BEGIN Supplied material

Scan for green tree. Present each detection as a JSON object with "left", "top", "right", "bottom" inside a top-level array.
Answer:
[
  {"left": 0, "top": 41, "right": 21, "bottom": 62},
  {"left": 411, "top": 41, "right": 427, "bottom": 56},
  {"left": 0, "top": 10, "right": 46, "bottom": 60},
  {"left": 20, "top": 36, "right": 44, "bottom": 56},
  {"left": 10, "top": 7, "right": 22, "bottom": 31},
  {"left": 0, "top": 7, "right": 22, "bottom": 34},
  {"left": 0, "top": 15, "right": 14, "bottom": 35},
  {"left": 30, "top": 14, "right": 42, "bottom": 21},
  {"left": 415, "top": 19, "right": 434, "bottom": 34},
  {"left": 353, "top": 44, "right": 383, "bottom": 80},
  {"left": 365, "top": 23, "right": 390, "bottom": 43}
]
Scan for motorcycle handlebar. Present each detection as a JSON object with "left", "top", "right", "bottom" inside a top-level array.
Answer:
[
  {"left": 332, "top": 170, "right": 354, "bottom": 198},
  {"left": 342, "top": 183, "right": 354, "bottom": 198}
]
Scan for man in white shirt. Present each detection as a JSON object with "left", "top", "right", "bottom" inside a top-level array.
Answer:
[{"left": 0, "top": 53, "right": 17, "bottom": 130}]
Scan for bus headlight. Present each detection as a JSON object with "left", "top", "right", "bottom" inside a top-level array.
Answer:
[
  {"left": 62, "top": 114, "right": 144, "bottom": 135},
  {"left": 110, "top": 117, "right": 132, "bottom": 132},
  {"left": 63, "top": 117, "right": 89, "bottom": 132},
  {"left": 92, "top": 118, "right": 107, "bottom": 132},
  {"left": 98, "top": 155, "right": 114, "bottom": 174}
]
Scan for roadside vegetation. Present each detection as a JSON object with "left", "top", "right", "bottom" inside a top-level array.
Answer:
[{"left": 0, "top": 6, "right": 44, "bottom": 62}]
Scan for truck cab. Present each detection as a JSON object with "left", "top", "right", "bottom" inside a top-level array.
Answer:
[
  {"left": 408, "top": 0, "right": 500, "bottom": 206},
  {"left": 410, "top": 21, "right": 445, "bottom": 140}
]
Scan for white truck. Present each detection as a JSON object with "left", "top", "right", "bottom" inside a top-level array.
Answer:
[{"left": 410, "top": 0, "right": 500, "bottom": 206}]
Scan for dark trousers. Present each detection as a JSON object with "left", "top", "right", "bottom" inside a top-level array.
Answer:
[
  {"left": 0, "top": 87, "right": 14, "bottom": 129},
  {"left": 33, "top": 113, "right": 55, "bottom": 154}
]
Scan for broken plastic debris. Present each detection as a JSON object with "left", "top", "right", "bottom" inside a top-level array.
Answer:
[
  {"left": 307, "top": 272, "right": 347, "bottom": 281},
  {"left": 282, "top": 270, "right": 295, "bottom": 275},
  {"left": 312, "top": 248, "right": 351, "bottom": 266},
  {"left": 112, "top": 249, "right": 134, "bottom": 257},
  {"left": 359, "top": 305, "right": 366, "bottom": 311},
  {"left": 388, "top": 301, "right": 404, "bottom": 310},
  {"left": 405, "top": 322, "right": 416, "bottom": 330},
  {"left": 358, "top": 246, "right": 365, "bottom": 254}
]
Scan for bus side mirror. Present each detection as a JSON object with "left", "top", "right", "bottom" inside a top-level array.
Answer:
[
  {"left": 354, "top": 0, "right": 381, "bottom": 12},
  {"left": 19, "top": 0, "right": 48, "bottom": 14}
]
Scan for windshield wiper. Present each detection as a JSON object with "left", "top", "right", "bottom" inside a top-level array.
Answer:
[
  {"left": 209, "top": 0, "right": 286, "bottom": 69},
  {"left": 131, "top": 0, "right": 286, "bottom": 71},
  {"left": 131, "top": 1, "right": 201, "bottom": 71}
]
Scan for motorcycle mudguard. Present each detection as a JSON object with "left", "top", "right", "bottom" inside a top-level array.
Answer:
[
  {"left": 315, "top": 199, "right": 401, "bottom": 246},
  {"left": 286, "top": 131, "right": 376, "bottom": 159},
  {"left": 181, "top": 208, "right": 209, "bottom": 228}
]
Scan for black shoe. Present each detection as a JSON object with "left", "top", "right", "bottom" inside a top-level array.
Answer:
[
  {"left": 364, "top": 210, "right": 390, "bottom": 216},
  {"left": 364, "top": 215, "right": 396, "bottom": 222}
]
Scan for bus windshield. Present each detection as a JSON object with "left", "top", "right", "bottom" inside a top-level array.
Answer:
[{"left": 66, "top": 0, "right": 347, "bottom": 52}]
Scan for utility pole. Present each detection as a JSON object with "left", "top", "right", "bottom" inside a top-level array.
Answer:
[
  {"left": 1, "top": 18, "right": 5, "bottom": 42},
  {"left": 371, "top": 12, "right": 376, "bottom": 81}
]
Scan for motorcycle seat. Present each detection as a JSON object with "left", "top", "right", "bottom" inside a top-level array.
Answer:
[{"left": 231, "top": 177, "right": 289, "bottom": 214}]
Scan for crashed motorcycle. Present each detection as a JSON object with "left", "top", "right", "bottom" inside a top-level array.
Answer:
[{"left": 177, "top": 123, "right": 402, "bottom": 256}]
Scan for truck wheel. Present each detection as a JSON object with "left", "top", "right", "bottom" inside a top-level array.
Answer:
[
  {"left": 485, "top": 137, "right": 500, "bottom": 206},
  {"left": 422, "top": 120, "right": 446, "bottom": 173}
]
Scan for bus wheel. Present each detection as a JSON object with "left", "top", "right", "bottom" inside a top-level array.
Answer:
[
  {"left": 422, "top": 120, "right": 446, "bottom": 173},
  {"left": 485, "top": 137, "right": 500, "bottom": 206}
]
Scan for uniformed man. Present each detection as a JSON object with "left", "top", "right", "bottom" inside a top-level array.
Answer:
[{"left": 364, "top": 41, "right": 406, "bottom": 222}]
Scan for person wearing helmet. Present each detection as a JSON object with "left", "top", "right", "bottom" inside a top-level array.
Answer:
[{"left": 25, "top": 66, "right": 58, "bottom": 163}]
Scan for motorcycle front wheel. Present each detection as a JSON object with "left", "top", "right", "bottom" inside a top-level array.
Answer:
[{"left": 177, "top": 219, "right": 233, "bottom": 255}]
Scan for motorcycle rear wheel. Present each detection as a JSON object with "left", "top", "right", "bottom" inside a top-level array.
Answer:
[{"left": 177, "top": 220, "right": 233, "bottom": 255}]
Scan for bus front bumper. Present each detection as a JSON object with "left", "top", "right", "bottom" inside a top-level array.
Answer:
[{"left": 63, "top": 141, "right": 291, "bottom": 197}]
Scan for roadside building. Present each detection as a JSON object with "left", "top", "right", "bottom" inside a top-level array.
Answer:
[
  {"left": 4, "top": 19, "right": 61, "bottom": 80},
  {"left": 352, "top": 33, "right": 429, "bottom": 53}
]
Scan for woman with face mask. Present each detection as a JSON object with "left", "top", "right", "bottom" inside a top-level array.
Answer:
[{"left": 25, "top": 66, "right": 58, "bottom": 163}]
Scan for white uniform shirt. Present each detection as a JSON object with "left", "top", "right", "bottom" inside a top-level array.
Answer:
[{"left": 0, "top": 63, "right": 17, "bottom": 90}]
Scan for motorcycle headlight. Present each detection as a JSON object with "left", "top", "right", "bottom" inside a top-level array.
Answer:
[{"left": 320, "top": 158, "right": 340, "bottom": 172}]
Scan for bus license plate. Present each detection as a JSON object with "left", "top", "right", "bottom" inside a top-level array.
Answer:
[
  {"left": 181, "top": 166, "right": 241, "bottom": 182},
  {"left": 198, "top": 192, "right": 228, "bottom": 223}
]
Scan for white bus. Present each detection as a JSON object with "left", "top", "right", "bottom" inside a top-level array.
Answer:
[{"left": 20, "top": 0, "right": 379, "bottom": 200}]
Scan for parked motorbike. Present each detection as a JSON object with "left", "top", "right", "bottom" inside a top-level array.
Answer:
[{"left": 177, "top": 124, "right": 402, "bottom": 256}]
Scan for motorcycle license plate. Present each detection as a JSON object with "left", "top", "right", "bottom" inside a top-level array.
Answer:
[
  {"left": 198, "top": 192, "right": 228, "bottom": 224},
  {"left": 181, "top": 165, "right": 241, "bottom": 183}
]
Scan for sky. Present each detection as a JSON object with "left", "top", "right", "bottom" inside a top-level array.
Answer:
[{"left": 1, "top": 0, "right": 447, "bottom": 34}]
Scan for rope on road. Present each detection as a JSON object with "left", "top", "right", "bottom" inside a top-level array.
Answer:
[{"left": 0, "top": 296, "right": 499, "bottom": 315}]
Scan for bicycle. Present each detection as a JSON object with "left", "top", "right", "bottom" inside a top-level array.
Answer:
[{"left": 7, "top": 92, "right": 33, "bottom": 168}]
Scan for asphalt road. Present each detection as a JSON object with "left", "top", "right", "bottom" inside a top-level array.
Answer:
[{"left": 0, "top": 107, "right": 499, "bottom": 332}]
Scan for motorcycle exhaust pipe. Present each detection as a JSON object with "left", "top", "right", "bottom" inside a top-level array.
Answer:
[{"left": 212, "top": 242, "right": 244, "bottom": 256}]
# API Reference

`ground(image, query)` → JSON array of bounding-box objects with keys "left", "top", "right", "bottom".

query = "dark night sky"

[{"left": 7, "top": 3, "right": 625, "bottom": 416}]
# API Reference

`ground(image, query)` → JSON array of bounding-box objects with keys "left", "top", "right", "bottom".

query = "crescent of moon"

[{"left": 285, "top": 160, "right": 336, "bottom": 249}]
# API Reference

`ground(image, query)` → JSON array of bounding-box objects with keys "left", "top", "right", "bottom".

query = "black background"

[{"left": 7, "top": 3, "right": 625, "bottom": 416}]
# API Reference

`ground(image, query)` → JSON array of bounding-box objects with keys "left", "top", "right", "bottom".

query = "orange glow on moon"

END Supplied material

(Assignment): Find the lines above that hold "white", then copy each of them.

(Solution to this problem):
Scan for man in white shirt. Present each detection as a JSON object with "left", "top", "right", "bottom" inside a top-level array.
Scan for white truck. Present each detection as a JSON object with "left", "top", "right", "bottom" inside a top-level array.
Scan for white uniform shirt. Present each detection as a JSON object with "left", "top", "right", "bottom" inside a top-level array.
Scan for white bus. Present each detection as a JSON object with "left", "top", "right", "bottom" inside a top-level array.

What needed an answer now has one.